--- Start Reading text ---

Many Interaction Designers find themselves simultaneously filling two roles: Interaction Designer and Information Architect. The discipline of Information Architecture has gained recognition primarily in web development, usually associated with mapping out and understanding the connections within large, complicated websites. The discipline and techniques also shape the underlying structure of proper Interaction Design, as the Information Architecture techniques seem to illustrate how a successful Interaction Designer approaches any design problem at all (regardless of medium or intended outcome).
Author Richard Saul Wurman is responsible for coining the phrase Information Architecture in 1975. His background, in the traditional field of architecture supports his interest in way finding and navigation. The world of Information Architecture can be thought of as a discipline of map making, but maps need not be related only to geography. People use a map to find their way, and they need to find their way whenever they are lost. Sometimes, however, maps are used in an exploratory manner, simply to discover what is unknown. Clearly, the level of complexity of modern and futuristic products and systems will disorient a great number of people. By understanding—and visualizing—connections between elements and seemingly unrelated systems, an Interaction Designer can provide the common trail toward understanding.

--- End Reading text ---

> [Requirement a] Copy the records line for line, from their start through the line containing "of the yellow", inclusive.

--- Start Given records ---

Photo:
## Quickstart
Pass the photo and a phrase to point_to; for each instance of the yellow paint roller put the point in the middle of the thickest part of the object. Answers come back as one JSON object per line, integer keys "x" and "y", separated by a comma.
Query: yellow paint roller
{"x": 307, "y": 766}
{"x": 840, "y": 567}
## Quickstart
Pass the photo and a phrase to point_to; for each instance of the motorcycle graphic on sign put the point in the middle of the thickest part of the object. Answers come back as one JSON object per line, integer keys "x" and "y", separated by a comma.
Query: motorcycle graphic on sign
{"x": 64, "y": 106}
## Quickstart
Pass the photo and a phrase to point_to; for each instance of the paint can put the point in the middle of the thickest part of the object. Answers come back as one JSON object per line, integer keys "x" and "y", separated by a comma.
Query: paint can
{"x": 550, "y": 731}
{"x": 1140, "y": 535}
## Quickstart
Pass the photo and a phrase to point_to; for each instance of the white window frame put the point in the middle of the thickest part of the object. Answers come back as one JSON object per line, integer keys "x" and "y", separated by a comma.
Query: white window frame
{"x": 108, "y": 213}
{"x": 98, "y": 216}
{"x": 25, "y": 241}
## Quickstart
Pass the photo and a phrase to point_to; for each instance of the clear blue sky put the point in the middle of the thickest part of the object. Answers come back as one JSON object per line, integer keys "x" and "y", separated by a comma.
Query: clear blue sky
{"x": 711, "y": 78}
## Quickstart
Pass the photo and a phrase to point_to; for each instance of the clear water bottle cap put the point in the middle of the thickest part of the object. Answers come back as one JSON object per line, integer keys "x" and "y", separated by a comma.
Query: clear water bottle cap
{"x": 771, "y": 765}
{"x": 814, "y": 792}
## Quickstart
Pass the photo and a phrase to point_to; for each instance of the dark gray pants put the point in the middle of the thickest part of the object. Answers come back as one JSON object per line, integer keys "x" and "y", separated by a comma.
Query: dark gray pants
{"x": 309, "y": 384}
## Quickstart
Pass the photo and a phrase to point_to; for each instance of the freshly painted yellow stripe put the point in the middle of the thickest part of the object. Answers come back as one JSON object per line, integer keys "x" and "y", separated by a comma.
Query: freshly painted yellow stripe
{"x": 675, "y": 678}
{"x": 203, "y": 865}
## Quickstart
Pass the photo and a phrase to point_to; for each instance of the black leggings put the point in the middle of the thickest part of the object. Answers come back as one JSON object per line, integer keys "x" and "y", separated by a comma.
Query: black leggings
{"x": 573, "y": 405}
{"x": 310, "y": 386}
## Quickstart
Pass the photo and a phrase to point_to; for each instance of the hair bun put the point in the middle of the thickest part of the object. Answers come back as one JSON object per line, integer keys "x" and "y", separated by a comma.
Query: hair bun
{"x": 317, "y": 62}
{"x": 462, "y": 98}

--- End Given records ---

> [Requirement b] Rewrite the passage on Information Architecture between "Many Interaction Designers" and "or intended outcome).", inclusive, replacing "web development" with "software development".

> [Written solution a]
Photo:
## Quickstart
Pass the photo and a phrase to point_to; for each instance of the yellow paint roller put the point in the middle of the thickest part of the object. Answers come back as one JSON object per line, integer keys "x" and "y", separated by a comma.

> [Written solution b]
Many Interaction Designers find themselves simultaneously filling two roles: Interaction Designer and Information Architect. The discipline of Information Architecture has gained recognition primarily in software development, usually associated with mapping out and understanding the connections within large, complicated websites. The discipline and techniques also shape the underlying structure of proper Interaction Design, as the Information Architecture techniques seem to illustrate how a successful Interaction Designer approaches any design problem at all (regardless of medium or intended outcome).